Named object pointing entries:
----------------
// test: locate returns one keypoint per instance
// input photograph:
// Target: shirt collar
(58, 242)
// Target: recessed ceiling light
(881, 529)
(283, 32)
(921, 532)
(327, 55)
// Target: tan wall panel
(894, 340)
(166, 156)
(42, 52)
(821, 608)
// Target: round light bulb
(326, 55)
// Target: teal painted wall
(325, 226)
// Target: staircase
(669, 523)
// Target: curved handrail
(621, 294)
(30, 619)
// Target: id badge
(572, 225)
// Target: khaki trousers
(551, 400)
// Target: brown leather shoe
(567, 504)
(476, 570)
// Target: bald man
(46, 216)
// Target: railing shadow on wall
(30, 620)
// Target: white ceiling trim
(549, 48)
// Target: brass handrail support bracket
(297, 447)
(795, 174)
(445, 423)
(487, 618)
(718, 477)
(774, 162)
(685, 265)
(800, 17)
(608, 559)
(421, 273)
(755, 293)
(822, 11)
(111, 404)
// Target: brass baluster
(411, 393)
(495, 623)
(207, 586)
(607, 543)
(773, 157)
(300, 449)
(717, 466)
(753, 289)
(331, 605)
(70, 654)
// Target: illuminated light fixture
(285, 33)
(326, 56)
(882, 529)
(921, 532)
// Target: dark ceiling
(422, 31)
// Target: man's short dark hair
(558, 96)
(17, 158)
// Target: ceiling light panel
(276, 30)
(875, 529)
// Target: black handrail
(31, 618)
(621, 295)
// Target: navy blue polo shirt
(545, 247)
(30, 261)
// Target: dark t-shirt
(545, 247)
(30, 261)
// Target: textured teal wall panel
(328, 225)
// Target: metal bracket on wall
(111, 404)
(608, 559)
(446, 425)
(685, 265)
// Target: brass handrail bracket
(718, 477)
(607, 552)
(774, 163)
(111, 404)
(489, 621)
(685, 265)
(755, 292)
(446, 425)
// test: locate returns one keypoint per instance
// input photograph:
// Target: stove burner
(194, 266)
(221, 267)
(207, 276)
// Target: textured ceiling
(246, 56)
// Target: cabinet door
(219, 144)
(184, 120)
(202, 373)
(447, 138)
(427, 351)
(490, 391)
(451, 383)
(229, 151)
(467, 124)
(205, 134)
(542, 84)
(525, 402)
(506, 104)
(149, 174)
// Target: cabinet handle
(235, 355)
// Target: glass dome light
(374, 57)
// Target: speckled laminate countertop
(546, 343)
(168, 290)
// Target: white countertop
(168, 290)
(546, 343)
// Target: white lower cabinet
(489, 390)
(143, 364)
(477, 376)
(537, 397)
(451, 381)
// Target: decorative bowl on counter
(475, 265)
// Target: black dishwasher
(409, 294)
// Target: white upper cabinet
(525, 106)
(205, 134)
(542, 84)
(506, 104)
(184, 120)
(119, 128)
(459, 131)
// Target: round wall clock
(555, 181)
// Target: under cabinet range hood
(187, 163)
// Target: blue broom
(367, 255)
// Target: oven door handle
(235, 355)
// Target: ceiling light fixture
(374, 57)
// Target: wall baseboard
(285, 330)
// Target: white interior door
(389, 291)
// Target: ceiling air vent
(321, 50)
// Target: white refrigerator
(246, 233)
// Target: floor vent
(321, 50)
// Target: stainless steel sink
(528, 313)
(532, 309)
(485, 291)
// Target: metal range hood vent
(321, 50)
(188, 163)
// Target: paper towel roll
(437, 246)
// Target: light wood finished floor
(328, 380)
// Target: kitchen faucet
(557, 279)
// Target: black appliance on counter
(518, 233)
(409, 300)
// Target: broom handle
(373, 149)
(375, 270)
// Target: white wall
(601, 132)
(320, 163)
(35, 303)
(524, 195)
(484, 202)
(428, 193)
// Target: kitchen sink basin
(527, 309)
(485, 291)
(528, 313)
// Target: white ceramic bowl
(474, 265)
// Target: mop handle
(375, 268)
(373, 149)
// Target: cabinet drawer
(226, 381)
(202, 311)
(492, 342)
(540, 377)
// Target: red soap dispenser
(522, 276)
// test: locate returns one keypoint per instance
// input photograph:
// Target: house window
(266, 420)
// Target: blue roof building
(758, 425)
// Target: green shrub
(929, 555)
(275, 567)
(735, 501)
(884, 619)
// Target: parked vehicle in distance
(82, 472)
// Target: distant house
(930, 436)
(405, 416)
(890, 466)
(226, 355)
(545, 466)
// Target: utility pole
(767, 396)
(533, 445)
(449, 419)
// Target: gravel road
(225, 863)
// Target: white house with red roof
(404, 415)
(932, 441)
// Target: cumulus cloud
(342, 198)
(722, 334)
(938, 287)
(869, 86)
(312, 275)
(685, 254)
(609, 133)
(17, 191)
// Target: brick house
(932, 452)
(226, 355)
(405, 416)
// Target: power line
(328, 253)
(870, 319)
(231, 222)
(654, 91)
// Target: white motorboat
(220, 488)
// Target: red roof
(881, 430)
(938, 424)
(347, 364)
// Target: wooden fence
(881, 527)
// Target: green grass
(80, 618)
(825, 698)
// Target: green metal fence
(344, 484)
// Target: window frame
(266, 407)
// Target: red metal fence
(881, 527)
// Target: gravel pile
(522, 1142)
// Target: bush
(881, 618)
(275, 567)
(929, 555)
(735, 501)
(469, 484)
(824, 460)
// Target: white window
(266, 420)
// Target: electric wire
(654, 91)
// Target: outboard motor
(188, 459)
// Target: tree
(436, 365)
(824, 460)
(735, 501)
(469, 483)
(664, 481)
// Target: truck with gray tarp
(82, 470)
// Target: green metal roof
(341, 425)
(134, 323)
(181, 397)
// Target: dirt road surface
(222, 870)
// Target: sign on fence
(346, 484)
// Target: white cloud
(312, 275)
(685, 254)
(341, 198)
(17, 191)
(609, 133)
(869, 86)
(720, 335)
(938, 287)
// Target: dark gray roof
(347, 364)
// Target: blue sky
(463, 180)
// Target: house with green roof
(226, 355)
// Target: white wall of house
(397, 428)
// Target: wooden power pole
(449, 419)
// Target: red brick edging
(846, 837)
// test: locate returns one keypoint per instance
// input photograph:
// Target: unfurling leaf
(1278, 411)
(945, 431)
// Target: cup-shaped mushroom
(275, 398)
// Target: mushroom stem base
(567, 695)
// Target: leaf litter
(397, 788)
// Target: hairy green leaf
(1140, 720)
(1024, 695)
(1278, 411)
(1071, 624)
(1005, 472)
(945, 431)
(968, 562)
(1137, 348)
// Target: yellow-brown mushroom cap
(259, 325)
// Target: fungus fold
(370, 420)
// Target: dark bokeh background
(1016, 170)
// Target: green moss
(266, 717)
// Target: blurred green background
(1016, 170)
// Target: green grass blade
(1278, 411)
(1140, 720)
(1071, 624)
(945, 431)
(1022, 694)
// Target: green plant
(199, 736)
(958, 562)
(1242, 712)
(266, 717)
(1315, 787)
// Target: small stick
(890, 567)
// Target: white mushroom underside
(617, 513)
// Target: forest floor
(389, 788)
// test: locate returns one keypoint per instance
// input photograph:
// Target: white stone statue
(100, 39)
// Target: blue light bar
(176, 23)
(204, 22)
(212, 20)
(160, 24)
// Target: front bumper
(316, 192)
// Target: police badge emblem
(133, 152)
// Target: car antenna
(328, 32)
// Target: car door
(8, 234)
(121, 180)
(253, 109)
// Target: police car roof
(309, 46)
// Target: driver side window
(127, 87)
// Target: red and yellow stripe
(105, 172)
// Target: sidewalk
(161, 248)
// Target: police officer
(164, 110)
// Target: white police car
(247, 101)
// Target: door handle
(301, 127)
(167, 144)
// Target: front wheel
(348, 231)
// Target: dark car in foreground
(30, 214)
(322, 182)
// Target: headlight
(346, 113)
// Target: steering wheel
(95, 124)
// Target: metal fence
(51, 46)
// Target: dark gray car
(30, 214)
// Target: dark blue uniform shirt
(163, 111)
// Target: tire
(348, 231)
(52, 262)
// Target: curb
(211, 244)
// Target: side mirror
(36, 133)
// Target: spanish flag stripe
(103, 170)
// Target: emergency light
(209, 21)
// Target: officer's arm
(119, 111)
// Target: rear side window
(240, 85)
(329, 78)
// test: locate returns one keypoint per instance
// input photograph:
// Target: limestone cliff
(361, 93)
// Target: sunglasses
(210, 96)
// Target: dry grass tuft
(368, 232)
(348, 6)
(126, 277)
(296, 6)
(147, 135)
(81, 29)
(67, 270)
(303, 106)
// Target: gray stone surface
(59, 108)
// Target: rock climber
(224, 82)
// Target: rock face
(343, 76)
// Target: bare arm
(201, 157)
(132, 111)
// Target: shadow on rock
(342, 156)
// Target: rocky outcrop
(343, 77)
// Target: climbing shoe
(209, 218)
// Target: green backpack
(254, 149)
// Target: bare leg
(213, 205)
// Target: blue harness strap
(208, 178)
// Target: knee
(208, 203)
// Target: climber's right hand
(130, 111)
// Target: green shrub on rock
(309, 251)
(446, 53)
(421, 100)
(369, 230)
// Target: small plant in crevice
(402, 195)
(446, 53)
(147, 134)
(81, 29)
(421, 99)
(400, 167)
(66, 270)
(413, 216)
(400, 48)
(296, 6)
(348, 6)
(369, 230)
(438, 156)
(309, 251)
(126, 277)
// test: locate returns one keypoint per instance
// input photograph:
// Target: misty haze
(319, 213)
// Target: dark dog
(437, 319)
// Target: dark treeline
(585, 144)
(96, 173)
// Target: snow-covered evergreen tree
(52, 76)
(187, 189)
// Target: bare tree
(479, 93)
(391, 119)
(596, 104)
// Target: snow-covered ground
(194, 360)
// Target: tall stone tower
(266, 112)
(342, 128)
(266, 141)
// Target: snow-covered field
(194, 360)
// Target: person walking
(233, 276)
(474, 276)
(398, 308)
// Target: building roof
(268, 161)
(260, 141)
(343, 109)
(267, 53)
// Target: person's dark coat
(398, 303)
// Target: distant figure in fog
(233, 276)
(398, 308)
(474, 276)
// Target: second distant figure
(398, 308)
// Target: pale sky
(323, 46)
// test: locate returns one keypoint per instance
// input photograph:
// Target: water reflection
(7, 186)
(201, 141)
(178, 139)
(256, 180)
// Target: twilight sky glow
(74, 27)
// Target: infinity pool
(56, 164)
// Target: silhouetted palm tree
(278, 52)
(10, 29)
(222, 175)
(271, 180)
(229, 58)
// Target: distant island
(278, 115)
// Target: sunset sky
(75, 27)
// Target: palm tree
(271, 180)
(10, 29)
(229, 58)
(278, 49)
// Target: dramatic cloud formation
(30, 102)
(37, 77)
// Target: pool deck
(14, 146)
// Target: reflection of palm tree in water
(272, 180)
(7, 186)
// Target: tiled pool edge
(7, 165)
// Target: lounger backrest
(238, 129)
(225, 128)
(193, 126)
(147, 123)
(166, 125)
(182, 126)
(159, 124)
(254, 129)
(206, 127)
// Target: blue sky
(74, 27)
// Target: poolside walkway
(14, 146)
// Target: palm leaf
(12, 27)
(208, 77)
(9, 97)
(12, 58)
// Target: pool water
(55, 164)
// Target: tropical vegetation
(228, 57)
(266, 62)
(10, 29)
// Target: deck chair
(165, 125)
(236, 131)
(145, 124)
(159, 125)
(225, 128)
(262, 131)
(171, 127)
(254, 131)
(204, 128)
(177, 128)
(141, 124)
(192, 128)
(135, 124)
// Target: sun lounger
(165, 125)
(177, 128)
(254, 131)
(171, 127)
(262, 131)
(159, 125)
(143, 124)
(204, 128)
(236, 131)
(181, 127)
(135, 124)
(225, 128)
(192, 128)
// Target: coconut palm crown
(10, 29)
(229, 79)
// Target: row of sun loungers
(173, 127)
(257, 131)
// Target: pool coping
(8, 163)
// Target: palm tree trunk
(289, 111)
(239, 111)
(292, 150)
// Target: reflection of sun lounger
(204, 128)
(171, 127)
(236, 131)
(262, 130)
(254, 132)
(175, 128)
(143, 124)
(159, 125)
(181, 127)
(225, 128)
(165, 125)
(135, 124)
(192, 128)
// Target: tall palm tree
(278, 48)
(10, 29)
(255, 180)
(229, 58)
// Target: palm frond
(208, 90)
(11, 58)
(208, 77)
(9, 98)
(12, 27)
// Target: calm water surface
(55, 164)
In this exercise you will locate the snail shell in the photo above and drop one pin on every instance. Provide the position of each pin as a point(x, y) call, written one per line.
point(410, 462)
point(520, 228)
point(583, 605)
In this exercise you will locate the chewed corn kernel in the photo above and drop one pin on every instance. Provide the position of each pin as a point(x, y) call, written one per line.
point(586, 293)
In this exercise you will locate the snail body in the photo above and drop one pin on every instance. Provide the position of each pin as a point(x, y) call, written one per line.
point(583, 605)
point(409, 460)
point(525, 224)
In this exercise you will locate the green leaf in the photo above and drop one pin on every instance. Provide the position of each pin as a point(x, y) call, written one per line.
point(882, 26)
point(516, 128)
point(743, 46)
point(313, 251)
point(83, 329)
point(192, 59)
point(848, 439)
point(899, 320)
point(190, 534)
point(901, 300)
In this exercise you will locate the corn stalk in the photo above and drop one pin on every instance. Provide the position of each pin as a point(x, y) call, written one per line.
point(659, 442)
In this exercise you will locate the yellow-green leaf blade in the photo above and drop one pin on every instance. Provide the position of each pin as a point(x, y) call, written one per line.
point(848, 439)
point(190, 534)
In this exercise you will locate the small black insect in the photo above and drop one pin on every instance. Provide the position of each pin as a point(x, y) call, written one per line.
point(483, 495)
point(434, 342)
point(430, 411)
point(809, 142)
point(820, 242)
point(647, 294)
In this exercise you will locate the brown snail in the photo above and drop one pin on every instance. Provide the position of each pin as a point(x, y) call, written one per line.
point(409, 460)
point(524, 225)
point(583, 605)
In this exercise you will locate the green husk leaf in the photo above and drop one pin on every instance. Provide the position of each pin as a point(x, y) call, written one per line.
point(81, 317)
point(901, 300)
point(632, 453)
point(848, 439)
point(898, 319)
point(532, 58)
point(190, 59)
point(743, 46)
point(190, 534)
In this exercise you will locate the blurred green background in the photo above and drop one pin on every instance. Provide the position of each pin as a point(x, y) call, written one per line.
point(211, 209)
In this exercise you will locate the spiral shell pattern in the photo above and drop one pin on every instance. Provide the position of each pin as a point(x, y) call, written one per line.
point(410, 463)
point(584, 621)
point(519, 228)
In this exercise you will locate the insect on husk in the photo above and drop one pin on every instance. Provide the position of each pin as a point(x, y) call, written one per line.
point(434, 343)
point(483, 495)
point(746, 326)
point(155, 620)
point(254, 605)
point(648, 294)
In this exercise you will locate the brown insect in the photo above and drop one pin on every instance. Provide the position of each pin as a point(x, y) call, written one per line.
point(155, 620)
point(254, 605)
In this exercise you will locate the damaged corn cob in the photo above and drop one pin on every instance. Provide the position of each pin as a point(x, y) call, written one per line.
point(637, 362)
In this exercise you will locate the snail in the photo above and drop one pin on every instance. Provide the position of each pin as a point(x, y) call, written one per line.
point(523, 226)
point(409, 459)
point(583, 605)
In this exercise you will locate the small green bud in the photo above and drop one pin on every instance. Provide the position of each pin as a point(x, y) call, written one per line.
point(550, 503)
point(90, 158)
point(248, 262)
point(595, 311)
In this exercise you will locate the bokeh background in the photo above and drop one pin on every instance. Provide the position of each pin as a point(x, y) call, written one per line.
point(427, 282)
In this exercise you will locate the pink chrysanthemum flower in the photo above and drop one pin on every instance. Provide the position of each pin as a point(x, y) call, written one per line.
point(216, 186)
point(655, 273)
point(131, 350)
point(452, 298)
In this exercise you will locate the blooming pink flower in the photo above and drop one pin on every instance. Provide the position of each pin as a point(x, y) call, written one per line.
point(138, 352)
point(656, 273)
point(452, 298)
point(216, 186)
----------------
Task
Starting with the line that contains "In this exercise you will locate the brown insect", repeat each line through the last one exactly as it appears. Include both ends and nothing more.

Task output
In this exercise you will locate the brown insect in the photo above and drop one pin on every instance. Provide the position of each pin as a point(x, y) call, written one per line.
point(155, 620)
point(254, 605)
In this exercise you will locate the damaged corn cob in the photo above and drop one pin on every instance. Provide the position of each pin as a point(x, y) call, written one per line.
point(637, 362)
In this exercise you will locate the snail in the photo above and drop one pin on every instance. Provide the position of each pin as a point(x, y) call, written one per line.
point(523, 226)
point(409, 459)
point(583, 605)
In this exercise you will locate the small green bud in the photo above and drop one pin on every instance. Provide the position of each pin as a point(x, y) call, written one per line.
point(550, 503)
point(90, 158)
point(248, 262)
point(595, 311)
In this exercise you will locate the bokeh background in the photo above and drop one pin on every instance. Provide the position of each pin as a point(x, y) call, written one per line.
point(427, 282)
In this exercise you will locate the pink chrysanthemum flower in the photo above and drop one pin on every instance. Provide the position of each pin as a point(x, y) call, written one per line.
point(216, 186)
point(655, 273)
point(131, 350)
point(452, 298)
In this exercise you will locate the blooming pink flower in the photo above and drop one pin on every instance. Provide the position of each pin as a point(x, y) call, written one per line.
point(138, 352)
point(656, 273)
point(452, 298)
point(216, 186)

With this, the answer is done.